__Work instructions__:
Pick out every line in the records below that contains the string "spectator", treating uppercase and lowercase as different, and copy each one.

--- start Material provided ---

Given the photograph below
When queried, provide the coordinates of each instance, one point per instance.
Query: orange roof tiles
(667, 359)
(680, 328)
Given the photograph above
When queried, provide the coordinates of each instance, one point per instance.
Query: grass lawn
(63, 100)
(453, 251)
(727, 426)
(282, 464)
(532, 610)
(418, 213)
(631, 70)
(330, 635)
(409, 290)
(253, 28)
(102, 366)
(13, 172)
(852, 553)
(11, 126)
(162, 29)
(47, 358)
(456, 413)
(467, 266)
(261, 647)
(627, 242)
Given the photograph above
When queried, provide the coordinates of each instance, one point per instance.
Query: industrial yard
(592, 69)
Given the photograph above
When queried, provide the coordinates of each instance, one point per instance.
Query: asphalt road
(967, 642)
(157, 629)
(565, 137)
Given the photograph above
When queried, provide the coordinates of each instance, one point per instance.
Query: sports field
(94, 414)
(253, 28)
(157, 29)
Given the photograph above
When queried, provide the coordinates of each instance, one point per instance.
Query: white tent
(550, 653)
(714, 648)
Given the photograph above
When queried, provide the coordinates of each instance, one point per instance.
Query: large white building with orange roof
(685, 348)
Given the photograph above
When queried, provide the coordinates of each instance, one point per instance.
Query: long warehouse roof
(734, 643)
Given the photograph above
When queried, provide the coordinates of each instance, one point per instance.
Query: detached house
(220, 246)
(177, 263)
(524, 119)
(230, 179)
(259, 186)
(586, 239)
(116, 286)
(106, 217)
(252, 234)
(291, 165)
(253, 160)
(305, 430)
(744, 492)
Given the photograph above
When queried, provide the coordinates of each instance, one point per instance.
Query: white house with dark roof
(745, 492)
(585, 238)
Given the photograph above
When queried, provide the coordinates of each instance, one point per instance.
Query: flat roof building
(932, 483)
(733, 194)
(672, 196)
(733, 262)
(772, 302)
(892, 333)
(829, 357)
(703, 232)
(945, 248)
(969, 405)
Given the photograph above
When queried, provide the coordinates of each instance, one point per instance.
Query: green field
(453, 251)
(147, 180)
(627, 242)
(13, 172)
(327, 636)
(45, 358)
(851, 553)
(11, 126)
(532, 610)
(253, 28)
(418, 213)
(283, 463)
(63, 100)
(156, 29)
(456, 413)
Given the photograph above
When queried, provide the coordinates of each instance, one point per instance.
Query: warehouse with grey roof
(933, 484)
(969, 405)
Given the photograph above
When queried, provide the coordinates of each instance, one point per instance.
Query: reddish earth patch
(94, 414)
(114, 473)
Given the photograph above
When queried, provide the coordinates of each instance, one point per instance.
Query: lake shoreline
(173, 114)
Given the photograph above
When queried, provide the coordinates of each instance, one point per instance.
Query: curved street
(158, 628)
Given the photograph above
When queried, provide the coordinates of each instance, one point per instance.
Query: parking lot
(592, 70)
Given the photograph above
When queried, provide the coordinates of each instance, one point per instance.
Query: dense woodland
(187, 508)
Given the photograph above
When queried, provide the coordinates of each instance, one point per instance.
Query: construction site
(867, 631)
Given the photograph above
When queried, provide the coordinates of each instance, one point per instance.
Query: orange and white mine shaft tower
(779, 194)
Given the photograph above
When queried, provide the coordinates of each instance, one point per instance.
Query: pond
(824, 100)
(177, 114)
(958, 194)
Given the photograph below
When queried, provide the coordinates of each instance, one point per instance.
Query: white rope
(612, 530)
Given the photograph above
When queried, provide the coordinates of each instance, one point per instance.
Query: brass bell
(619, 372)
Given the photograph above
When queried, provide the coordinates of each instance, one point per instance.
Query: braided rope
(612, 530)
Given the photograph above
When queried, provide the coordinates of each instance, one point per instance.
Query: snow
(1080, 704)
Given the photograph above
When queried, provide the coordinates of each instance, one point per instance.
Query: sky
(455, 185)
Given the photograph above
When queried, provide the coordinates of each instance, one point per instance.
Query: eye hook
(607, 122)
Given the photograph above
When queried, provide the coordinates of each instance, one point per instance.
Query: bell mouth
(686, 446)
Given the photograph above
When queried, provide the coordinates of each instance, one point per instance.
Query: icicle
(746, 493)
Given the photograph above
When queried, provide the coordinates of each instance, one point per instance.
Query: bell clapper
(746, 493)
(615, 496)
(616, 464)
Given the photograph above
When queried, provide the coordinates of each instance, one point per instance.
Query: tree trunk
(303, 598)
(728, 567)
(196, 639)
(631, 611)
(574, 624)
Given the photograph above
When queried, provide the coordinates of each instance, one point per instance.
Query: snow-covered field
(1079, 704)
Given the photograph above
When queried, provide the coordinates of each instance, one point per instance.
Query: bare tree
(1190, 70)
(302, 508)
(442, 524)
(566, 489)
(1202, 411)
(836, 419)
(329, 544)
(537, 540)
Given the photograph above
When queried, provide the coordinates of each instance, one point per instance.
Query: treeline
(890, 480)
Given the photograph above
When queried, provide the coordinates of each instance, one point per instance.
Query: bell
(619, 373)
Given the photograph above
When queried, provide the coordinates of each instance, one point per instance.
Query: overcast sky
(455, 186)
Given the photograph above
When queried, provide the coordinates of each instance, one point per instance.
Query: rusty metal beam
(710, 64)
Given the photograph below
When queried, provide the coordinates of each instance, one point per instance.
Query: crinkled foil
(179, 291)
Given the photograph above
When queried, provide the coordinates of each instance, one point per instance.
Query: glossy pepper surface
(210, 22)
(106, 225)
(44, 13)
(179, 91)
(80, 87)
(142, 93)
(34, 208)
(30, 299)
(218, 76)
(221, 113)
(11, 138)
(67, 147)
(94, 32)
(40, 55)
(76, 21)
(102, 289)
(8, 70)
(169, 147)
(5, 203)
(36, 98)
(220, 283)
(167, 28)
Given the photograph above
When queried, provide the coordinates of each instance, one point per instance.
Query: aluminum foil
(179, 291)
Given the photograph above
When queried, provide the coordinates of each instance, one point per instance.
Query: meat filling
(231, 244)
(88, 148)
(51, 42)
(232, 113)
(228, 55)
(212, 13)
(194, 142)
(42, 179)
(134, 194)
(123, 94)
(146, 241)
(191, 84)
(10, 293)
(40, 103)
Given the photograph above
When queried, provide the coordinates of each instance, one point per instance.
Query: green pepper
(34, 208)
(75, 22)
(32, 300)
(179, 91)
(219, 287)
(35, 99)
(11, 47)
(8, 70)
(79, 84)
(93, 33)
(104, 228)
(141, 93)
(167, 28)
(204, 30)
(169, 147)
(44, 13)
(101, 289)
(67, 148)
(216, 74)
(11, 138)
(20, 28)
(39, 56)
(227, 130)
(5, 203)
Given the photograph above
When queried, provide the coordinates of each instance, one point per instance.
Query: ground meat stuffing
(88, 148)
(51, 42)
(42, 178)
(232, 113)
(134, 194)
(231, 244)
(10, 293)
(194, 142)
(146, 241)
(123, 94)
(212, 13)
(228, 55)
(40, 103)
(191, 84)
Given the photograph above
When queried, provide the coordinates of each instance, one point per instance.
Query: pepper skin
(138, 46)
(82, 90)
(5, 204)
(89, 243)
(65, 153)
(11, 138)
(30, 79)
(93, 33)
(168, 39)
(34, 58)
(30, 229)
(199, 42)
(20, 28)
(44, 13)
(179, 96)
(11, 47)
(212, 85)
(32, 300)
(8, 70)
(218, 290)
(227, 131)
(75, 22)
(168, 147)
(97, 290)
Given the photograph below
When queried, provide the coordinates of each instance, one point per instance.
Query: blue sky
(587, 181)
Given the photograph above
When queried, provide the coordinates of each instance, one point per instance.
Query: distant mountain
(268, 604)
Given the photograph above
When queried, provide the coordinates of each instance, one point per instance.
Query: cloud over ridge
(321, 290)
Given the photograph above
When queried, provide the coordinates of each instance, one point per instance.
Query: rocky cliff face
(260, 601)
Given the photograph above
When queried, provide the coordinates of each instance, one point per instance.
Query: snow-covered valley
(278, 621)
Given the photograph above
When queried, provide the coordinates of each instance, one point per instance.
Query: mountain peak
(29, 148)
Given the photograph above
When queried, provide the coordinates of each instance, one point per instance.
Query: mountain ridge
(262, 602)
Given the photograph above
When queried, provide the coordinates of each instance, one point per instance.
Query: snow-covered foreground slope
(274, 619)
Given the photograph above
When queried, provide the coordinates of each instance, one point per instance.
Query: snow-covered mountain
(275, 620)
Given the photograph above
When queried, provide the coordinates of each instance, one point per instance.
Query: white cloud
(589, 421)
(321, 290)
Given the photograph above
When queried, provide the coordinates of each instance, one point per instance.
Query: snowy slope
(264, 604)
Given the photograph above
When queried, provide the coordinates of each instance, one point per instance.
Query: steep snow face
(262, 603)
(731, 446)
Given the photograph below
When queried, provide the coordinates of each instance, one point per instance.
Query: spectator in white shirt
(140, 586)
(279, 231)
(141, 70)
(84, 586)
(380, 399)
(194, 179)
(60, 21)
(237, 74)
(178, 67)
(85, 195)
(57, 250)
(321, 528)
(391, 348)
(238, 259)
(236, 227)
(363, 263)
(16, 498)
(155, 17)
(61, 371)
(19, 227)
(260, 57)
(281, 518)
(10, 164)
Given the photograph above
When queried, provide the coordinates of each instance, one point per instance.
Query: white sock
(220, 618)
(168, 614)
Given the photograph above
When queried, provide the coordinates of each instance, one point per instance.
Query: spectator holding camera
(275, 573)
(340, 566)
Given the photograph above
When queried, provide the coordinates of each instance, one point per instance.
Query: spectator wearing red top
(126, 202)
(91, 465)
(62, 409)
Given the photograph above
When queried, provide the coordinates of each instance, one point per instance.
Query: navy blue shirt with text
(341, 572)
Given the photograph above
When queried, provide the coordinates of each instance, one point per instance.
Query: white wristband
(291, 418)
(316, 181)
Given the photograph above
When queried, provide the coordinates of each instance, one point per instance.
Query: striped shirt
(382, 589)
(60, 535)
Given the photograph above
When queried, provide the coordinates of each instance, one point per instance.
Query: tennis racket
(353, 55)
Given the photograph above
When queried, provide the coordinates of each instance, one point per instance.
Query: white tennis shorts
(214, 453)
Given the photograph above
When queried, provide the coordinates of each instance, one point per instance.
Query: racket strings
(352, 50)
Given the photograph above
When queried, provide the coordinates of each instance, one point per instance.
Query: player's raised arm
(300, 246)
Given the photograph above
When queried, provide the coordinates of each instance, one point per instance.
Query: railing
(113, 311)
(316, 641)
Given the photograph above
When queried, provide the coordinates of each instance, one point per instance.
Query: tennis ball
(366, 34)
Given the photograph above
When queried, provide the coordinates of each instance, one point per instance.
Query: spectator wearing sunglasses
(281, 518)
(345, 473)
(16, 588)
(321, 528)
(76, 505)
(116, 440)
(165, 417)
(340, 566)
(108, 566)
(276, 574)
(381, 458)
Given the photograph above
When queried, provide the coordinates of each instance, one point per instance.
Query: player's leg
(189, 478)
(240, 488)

--- end Material provided ---

__Reply__:
Query: spectator in white shirt
Query: spectator holding camera
Query: spectator wearing red top
Query: spectator wearing sunglasses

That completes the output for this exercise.